* Exercise details:
Using the entries below, quote exactly the span of lines that begins with the line containing "Expected: one point per instance of the helicopter roof" and ends with the final line.

Records supplied Start Marker

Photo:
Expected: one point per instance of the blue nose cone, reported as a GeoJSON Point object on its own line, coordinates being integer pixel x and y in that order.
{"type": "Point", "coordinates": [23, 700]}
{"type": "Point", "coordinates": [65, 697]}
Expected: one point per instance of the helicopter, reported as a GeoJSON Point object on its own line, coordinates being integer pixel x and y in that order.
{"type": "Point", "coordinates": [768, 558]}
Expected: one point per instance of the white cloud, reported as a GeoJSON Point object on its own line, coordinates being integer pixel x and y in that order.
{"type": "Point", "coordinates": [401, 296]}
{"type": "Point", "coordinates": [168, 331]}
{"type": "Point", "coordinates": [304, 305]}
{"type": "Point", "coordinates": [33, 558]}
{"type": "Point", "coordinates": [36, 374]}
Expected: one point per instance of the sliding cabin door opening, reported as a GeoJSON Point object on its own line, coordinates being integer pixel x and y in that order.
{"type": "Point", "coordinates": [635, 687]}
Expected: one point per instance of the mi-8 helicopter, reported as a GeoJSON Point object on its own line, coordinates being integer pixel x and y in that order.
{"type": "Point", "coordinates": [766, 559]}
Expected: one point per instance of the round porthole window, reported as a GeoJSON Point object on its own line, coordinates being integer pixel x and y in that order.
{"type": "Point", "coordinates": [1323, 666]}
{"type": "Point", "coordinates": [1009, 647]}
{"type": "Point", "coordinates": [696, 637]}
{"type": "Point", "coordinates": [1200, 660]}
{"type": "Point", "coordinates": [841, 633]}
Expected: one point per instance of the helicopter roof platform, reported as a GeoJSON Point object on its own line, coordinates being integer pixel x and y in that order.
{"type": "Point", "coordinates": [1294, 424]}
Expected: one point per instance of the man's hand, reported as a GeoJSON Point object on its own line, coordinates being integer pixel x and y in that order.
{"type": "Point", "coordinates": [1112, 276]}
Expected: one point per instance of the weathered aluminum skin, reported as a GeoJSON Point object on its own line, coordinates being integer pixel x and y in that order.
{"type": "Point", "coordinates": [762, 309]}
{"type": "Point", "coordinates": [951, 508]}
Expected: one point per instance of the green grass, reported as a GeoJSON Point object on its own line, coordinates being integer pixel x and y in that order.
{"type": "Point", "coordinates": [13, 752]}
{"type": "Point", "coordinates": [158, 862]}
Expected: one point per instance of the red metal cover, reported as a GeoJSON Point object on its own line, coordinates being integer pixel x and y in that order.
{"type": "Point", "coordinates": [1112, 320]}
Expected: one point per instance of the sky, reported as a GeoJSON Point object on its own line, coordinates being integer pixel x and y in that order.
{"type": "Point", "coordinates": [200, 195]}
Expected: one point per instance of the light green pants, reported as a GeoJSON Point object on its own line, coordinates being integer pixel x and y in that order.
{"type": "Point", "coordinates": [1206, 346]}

Records supplied End Marker

* Problem solution:
Expected: one point per instance of the helicopter roof platform, reported as a GeoJSON Point object on its own line, coordinates being integer pixel x and y in that order.
{"type": "Point", "coordinates": [1294, 424]}
Expected: one point per instance of the man's hand, reported as a GeoJSON Point object on its own line, coordinates being integer pixel x and y in that order.
{"type": "Point", "coordinates": [1112, 276]}
Expected: one point per instance of the weathered aluminum skin, reported as a GeoJSON Point object on its own line, coordinates being integer pixel x and y in that order.
{"type": "Point", "coordinates": [762, 309]}
{"type": "Point", "coordinates": [951, 508]}
Expected: one point per instance of the green grass, reported as a GeoJSON Point object on its own line, coordinates being integer pixel x and y in that order.
{"type": "Point", "coordinates": [13, 752]}
{"type": "Point", "coordinates": [158, 862]}
Expected: one point per instance of the red metal cover, reported as a GeoJSON Point object on its own line, coordinates being integer pixel x and y in that order.
{"type": "Point", "coordinates": [1112, 320]}
Expected: one point per instance of the sky, reported as a GeoJSON Point object on its own line, coordinates being integer pixel x and y in that order.
{"type": "Point", "coordinates": [200, 195]}
Expected: one point per instance of the light green pants, reported as a GeoJSON Point object on its own line, coordinates being integer pixel x and y in that order.
{"type": "Point", "coordinates": [1206, 346]}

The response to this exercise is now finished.